What you need to do = Copy exactly. Begin with the line that contains "If you could indicate the green" and stop after the last line of the records.

Natural language region descriptions =
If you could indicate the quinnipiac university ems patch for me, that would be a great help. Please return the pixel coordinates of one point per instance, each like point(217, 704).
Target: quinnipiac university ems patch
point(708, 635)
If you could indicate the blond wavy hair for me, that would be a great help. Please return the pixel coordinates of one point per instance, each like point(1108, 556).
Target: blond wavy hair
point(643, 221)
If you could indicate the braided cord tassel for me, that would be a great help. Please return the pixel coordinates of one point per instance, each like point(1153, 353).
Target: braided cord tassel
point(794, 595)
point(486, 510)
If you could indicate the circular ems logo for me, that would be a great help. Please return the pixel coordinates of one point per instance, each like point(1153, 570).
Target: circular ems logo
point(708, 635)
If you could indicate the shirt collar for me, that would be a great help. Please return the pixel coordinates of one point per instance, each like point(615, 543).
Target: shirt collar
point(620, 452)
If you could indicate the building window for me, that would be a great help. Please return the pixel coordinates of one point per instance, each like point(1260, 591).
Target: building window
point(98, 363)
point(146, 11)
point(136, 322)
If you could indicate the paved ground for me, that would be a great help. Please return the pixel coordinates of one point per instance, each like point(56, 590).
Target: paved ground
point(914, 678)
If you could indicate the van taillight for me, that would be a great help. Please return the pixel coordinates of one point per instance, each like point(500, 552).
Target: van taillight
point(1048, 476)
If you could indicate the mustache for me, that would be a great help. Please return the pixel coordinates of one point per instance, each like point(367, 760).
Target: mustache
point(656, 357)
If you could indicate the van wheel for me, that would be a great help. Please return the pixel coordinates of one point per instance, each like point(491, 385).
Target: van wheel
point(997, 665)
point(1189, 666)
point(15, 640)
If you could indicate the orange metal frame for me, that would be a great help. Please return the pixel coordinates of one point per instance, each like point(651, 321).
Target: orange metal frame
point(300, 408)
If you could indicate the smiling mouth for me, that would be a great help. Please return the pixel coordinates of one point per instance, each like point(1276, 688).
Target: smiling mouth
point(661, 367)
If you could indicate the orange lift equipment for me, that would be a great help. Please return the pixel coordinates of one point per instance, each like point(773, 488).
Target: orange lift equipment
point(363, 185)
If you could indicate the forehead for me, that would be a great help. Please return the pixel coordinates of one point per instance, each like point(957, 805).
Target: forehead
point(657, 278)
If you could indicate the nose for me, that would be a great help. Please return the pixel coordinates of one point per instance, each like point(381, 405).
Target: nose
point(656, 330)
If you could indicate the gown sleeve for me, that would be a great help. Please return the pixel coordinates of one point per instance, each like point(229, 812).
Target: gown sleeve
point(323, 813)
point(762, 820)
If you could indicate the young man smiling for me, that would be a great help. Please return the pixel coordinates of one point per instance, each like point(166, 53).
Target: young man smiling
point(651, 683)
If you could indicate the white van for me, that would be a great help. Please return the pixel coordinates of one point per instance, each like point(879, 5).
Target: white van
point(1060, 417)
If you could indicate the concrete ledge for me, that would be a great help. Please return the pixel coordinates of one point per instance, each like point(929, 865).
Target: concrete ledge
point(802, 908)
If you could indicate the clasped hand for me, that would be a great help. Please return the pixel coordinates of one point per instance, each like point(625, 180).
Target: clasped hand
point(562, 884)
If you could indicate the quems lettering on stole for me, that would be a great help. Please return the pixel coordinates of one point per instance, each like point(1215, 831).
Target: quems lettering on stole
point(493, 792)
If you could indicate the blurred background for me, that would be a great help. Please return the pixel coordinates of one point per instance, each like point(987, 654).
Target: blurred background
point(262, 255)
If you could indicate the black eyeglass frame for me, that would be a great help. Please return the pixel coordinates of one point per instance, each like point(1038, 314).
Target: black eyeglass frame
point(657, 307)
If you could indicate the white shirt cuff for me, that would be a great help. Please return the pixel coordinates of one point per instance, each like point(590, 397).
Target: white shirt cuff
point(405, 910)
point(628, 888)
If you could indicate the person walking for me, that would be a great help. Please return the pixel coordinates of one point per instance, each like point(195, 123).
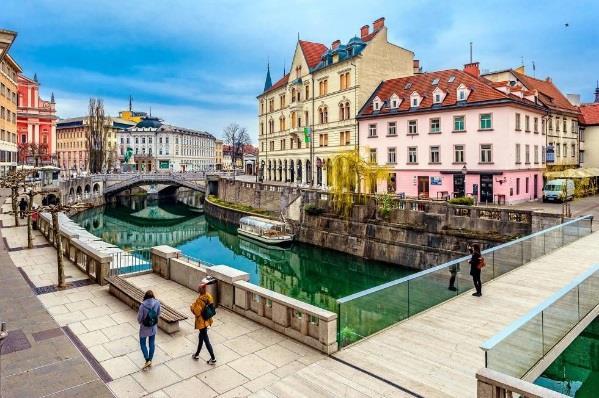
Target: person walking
point(147, 317)
point(23, 207)
point(203, 309)
point(475, 268)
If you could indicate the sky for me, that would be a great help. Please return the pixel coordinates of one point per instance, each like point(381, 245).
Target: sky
point(200, 64)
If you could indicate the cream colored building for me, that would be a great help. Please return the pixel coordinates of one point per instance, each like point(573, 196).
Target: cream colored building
point(560, 125)
point(9, 71)
point(320, 98)
point(72, 146)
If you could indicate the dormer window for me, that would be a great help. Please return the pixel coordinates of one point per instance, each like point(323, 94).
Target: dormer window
point(462, 93)
point(415, 100)
point(377, 104)
point(394, 101)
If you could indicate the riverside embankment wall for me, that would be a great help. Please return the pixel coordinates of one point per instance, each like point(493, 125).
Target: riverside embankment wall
point(414, 233)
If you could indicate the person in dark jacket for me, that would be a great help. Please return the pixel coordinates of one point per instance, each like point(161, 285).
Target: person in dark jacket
point(475, 269)
point(147, 317)
point(23, 207)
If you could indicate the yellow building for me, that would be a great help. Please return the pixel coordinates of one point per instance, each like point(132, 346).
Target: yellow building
point(72, 143)
point(219, 154)
point(9, 71)
point(308, 116)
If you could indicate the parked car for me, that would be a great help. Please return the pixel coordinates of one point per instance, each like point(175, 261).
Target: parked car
point(561, 190)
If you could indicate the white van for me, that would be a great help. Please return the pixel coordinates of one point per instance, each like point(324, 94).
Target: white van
point(561, 190)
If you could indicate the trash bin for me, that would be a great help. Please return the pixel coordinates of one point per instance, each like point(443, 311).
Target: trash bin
point(212, 287)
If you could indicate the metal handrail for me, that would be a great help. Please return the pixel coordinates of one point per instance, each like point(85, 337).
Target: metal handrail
point(395, 282)
point(518, 323)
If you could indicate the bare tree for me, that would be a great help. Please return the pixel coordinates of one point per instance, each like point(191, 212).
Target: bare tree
point(97, 137)
point(237, 137)
point(14, 180)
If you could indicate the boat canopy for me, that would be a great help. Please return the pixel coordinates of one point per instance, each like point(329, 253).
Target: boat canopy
point(258, 222)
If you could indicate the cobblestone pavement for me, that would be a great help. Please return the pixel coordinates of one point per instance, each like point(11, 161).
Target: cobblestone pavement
point(37, 359)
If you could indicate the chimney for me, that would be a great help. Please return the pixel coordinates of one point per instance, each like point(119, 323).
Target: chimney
point(363, 31)
point(416, 65)
point(378, 24)
point(472, 69)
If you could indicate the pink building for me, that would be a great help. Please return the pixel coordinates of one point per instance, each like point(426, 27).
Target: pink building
point(455, 133)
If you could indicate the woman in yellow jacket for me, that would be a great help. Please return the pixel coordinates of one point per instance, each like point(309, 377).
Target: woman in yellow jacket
point(201, 324)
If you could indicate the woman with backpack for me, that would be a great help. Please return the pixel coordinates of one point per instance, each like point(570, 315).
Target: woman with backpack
point(203, 309)
point(147, 317)
point(477, 262)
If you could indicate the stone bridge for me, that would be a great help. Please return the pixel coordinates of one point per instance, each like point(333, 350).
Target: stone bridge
point(115, 183)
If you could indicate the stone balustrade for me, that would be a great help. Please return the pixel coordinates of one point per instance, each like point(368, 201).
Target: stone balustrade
point(493, 384)
point(303, 322)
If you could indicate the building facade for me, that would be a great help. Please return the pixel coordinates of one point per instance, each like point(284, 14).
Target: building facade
point(218, 151)
point(9, 71)
point(453, 133)
point(560, 122)
point(163, 147)
point(72, 137)
point(36, 124)
point(309, 115)
point(589, 132)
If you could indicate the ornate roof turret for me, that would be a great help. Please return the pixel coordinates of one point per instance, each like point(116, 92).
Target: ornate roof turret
point(268, 81)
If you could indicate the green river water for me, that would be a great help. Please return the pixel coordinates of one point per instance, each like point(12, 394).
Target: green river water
point(311, 274)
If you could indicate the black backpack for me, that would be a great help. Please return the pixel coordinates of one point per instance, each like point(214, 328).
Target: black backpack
point(151, 318)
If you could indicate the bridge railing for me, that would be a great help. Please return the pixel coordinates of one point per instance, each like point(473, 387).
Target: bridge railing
point(369, 311)
point(521, 345)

Your solution =
If you could indicate the green river water for me, that would be a great help. Please return the pixel coordinates of one point per instance, each like point(12, 394).
Target: green river water
point(311, 274)
If you could indicate the black backpack for me, that would be a great help. Please return the pixel coordinates of one point per instance, each like point(214, 328).
Target: black backpack
point(151, 318)
If you could indicate the bridge railing for me, that would be a great help. Please return the pixel coordinates of one point per instance, each like point(473, 387).
Target: bridge railing
point(369, 311)
point(521, 345)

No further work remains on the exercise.